Write out the entries again from the line containing "Where in this photo do you see the smooth" through the end of the entries, keeping the requests, and offset every coordinate in the answers by 41. The coordinates in the format samples within the requests stay as they are.
++++ RECORDS FOR THE TASK
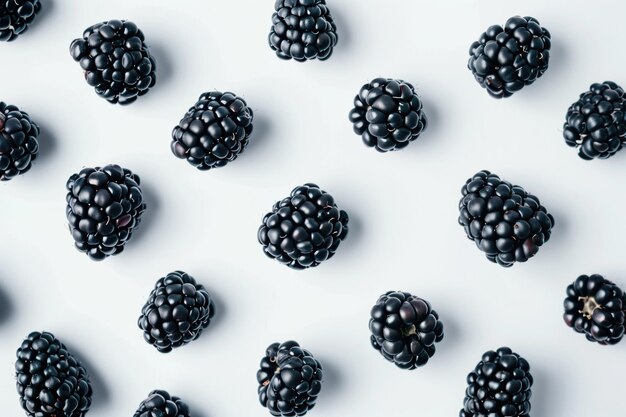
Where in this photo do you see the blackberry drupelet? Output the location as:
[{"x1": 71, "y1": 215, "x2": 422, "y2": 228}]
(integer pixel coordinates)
[
  {"x1": 350, "y1": 78, "x2": 427, "y2": 152},
  {"x1": 70, "y1": 20, "x2": 156, "y2": 104},
  {"x1": 171, "y1": 91, "x2": 253, "y2": 171},
  {"x1": 563, "y1": 81, "x2": 626, "y2": 160},
  {"x1": 369, "y1": 291, "x2": 443, "y2": 369},
  {"x1": 65, "y1": 165, "x2": 146, "y2": 261},
  {"x1": 257, "y1": 341, "x2": 322, "y2": 416},
  {"x1": 15, "y1": 332, "x2": 92, "y2": 417},
  {"x1": 137, "y1": 271, "x2": 215, "y2": 353},
  {"x1": 459, "y1": 171, "x2": 554, "y2": 267},
  {"x1": 467, "y1": 16, "x2": 551, "y2": 98},
  {"x1": 459, "y1": 347, "x2": 533, "y2": 417},
  {"x1": 133, "y1": 390, "x2": 189, "y2": 417},
  {"x1": 0, "y1": 0, "x2": 41, "y2": 41},
  {"x1": 0, "y1": 101, "x2": 39, "y2": 181},
  {"x1": 258, "y1": 184, "x2": 349, "y2": 269},
  {"x1": 268, "y1": 0, "x2": 337, "y2": 62},
  {"x1": 563, "y1": 274, "x2": 626, "y2": 345}
]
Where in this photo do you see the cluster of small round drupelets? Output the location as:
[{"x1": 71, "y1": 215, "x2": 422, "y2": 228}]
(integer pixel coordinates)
[{"x1": 0, "y1": 0, "x2": 626, "y2": 417}]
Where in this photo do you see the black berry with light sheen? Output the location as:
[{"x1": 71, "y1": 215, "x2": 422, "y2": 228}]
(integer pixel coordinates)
[
  {"x1": 70, "y1": 20, "x2": 156, "y2": 104},
  {"x1": 138, "y1": 271, "x2": 215, "y2": 353},
  {"x1": 563, "y1": 274, "x2": 626, "y2": 345},
  {"x1": 15, "y1": 332, "x2": 92, "y2": 417},
  {"x1": 459, "y1": 347, "x2": 533, "y2": 417},
  {"x1": 369, "y1": 291, "x2": 443, "y2": 369},
  {"x1": 257, "y1": 184, "x2": 349, "y2": 269},
  {"x1": 350, "y1": 78, "x2": 427, "y2": 152},
  {"x1": 257, "y1": 341, "x2": 322, "y2": 417},
  {"x1": 563, "y1": 81, "x2": 626, "y2": 160},
  {"x1": 65, "y1": 165, "x2": 146, "y2": 261},
  {"x1": 467, "y1": 16, "x2": 552, "y2": 98},
  {"x1": 459, "y1": 171, "x2": 554, "y2": 267},
  {"x1": 0, "y1": 101, "x2": 39, "y2": 181},
  {"x1": 171, "y1": 91, "x2": 253, "y2": 171}
]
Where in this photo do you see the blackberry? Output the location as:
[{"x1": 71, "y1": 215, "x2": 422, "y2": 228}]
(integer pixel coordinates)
[
  {"x1": 268, "y1": 0, "x2": 337, "y2": 62},
  {"x1": 459, "y1": 171, "x2": 554, "y2": 267},
  {"x1": 369, "y1": 291, "x2": 443, "y2": 369},
  {"x1": 258, "y1": 184, "x2": 349, "y2": 269},
  {"x1": 15, "y1": 332, "x2": 92, "y2": 417},
  {"x1": 563, "y1": 274, "x2": 626, "y2": 345},
  {"x1": 0, "y1": 0, "x2": 41, "y2": 42},
  {"x1": 171, "y1": 91, "x2": 253, "y2": 171},
  {"x1": 563, "y1": 81, "x2": 626, "y2": 160},
  {"x1": 65, "y1": 165, "x2": 146, "y2": 261},
  {"x1": 350, "y1": 78, "x2": 427, "y2": 152},
  {"x1": 459, "y1": 347, "x2": 533, "y2": 417},
  {"x1": 467, "y1": 16, "x2": 551, "y2": 98},
  {"x1": 137, "y1": 271, "x2": 215, "y2": 353},
  {"x1": 133, "y1": 390, "x2": 189, "y2": 417},
  {"x1": 70, "y1": 20, "x2": 156, "y2": 104},
  {"x1": 0, "y1": 101, "x2": 39, "y2": 181},
  {"x1": 257, "y1": 341, "x2": 322, "y2": 416}
]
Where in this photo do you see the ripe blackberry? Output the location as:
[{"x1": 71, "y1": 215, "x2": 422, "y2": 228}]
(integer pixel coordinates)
[
  {"x1": 459, "y1": 171, "x2": 554, "y2": 267},
  {"x1": 0, "y1": 0, "x2": 41, "y2": 41},
  {"x1": 133, "y1": 390, "x2": 189, "y2": 417},
  {"x1": 258, "y1": 184, "x2": 349, "y2": 269},
  {"x1": 257, "y1": 341, "x2": 322, "y2": 416},
  {"x1": 171, "y1": 91, "x2": 253, "y2": 171},
  {"x1": 563, "y1": 81, "x2": 626, "y2": 160},
  {"x1": 563, "y1": 274, "x2": 626, "y2": 345},
  {"x1": 467, "y1": 16, "x2": 551, "y2": 98},
  {"x1": 0, "y1": 101, "x2": 39, "y2": 181},
  {"x1": 369, "y1": 291, "x2": 443, "y2": 369},
  {"x1": 137, "y1": 271, "x2": 215, "y2": 353},
  {"x1": 350, "y1": 78, "x2": 427, "y2": 152},
  {"x1": 70, "y1": 20, "x2": 156, "y2": 104},
  {"x1": 268, "y1": 0, "x2": 337, "y2": 62},
  {"x1": 65, "y1": 165, "x2": 146, "y2": 261},
  {"x1": 459, "y1": 347, "x2": 533, "y2": 417},
  {"x1": 15, "y1": 332, "x2": 92, "y2": 417}
]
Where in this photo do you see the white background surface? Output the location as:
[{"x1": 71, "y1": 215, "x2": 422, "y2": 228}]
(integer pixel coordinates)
[{"x1": 0, "y1": 0, "x2": 626, "y2": 417}]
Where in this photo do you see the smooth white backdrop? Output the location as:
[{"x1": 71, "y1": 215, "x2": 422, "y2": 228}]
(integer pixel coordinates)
[{"x1": 0, "y1": 0, "x2": 626, "y2": 417}]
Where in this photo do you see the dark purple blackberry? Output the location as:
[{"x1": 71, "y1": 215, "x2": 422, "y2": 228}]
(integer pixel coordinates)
++++++++
**RESULT BELOW:**
Where in this photo do you see the smooth white backdrop? Output the location as:
[{"x1": 71, "y1": 215, "x2": 422, "y2": 228}]
(integer pixel coordinates)
[{"x1": 41, "y1": 41, "x2": 667, "y2": 458}]
Where in this photo do you see the dark purple blackberry? Output the location as:
[{"x1": 71, "y1": 215, "x2": 422, "y2": 228}]
(integer pixel coordinates)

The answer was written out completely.